*** Block opens ***
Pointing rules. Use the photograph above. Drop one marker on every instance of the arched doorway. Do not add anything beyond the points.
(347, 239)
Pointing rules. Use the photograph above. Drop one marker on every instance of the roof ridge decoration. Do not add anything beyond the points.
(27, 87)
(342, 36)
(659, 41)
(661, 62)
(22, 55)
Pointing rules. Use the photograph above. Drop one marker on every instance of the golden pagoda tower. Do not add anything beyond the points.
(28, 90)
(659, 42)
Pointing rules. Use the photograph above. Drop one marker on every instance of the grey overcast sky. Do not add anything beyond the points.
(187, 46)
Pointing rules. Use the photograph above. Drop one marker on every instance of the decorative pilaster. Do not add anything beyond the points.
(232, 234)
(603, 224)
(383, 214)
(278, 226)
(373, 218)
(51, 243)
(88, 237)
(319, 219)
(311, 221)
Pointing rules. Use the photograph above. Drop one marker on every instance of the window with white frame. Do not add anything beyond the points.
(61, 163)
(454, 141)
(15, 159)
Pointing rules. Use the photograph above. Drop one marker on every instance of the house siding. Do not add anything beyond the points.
*** Block closes ***
> Instructions to follow
Retype, without any change, every line from the one with "frame. Do not add anything beyond the points." to the bottom of the listing.

> Response
Pointing rules. Use the photograph above. Drop one marker on every instance of the window with white frame. Do not add anything beyond the points.
(61, 163)
(454, 141)
(15, 159)
Pointing rules. Use the photograph above. Drop one marker on every instance of the house siding. Do not add anything beyond the points.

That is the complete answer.